* Questions:
- 1) In the article on echinoderms and ocean carbon, at which institution does Mario Lebrato work now?
- 2) Say whether each statement agrees with the article on echinoderms and ocean carbon, and quote the deciding words: (a) Echinoderms worldwide produce more than a tenth of a gigatonne of carbon per year. (b) Forams deliver more carbon to the sediments than echinoderms do. (c) The deepest seabed trenches reach 11,000 metres.

* Page extract:
# # # # # # #

The impact on levels of carbon dioxide in the Earth’s atmosphere by the decaying remains of a group of marine creatures that includes starfish and sea urchin has been significantly underestimated, conclude scientists.
“Climate models must take this carbon sink into account,” says Mario Lebrato, lead author of the study. The work was done when he was at the National Oceanography Centre, Southampton (NOCS) and affiliated with the University of Southampton’s School of Ocean and Earth Science (SOES); he is now at the Leibniz Institute of Marine Science in Germany.
Globally, the seabed habitats occupy more than 300 million million square metres, from the intertidal flats and pools to the mightiest deep-sea trenches at 11,000 metres. The benthos – the animals living on and in the sediments – populate this vast ecosystem.
Calcifying organisms incorporate carbon directly from the seawater into their skeletons in the form of inorganic minerals such as calcium carbonate. This means that their bodies contain a substantial amount of inorganic carbon. When they die and sink, some of the inorganic carbon is remineralised, and much of it becomes buried in sediments, where it remains locked up indefinitely.
Lebrato and his colleagues provide the first estimation of the contributions of starfish, sea urchins, brittle stars, sea cucumbers and sea lilies – all kinds of echinoderm – to the calcium carbonate budget at the seabed. They estimate that the global production from all echinoderms is over a tenth (0.1) of a gigatonne of carbon per year – that is, more than a hundred thousand million kilograms.
This is less than the total biological production in the main water column, or pelagic zone, which scientists believe to be between around 0.6 and 1.8 gigatonnes of carbon per year. But echinoderms apparently deliver more carbon to the sediments than do forams, for example. These microscopic animals live in vast numbers in the oceans and are traditionally regarded along with coccolithophores (single-celled marine plants surrounded by calcium carbonate plates) as one of the biggest contributors to the flux of calcium carbonate from the sunlit surface waters to the ocean’s interior – the so-called ‘biological carbon pump’.
“Our research highlights the poor understanding of large-scale carbon processes associated with calcifying animals such as echinoderms and tackles some of the uncertainties in the oceanic calcium carbonate budget,” says Lebrato. “The realisation that these creatures represent such a significant part of the ocean carbon sink needs to be taken into account in computer models of the biological pump and its effect on global climate.”

# # # # # # #

* Data below:
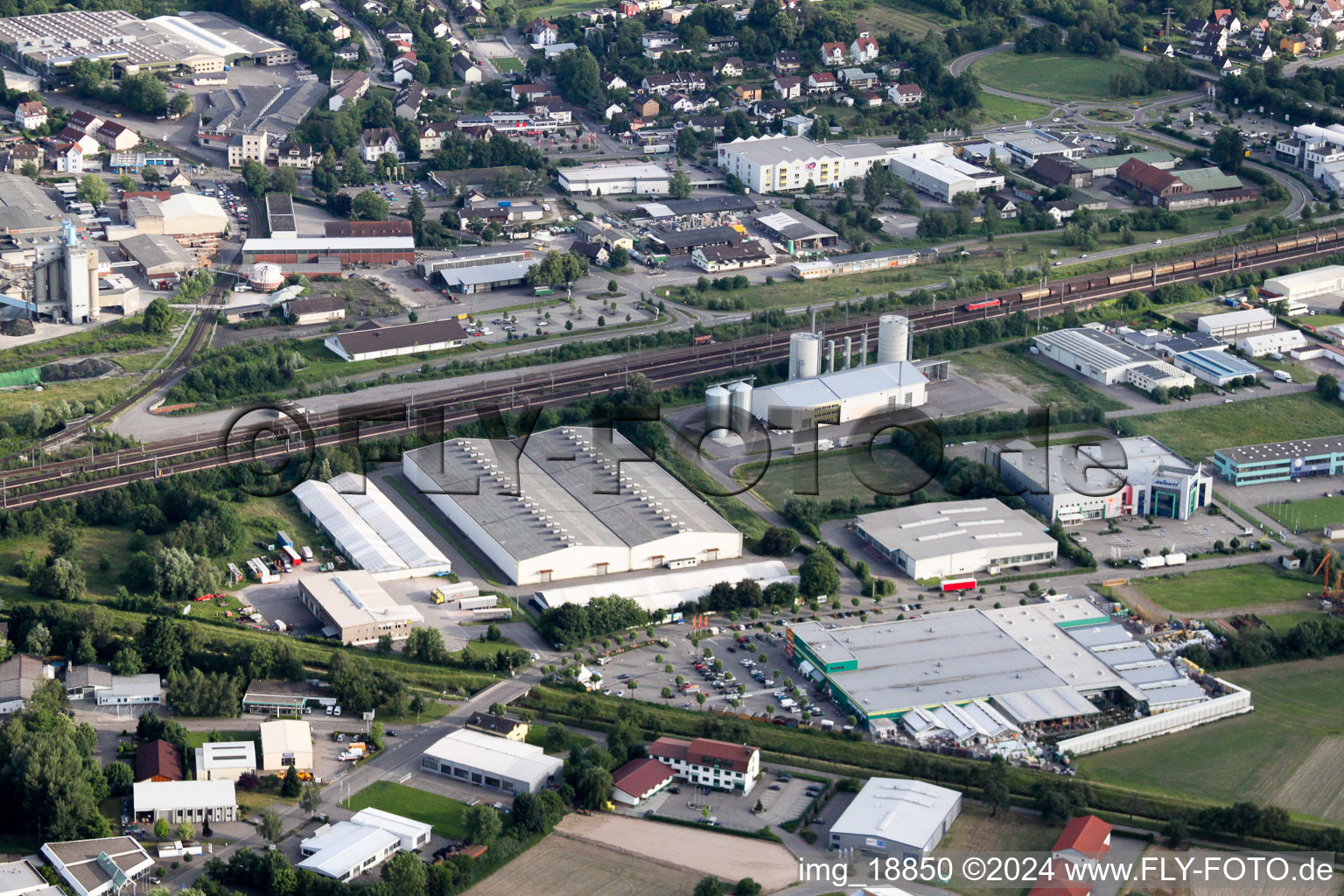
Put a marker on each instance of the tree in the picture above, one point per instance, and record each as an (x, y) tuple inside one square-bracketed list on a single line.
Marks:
[(405, 872), (270, 826), (311, 798), (158, 318), (709, 886), (93, 190), (679, 186), (819, 575), (481, 823), (1328, 387)]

# # # # # # #

* Results of the tasks:
- 1) The Leibniz Institute of Marine Science in Germany.

- 2)
(a) Yes: "the global production from all echinoderms is over a tenth (0.1) of a gigatonne of carbon per year"
(b) No: "echinoderms apparently deliver more carbon to the sediments than do forams"
(c) Yes: "the mightiest deep-sea trenches at 11,000 metres"